* [What is needed]:
All lines in the data bearing the string "positive" should be identified and copied.

* [Provided material]:
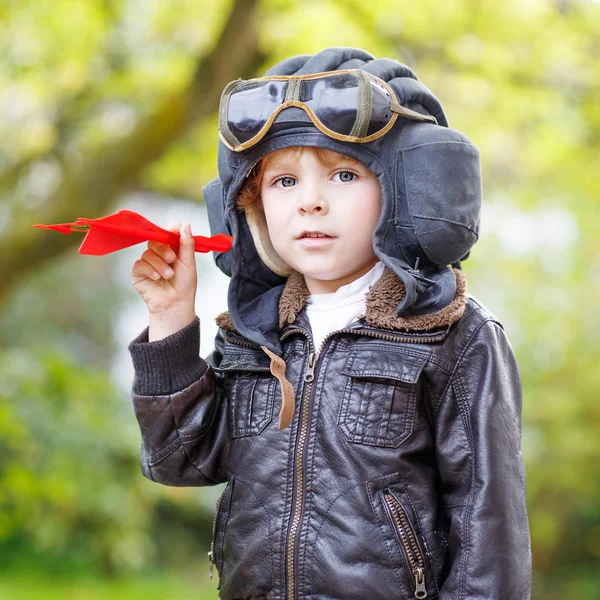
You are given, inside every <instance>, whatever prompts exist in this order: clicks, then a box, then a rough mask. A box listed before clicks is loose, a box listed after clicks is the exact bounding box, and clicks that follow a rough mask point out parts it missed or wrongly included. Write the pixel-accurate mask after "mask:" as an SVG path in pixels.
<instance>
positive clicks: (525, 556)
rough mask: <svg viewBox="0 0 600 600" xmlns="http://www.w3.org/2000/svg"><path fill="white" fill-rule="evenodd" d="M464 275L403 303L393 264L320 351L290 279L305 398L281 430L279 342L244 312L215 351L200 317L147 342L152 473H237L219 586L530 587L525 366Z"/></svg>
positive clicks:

* [Solution for this problem]:
positive clicks: (525, 556)
positive clicks:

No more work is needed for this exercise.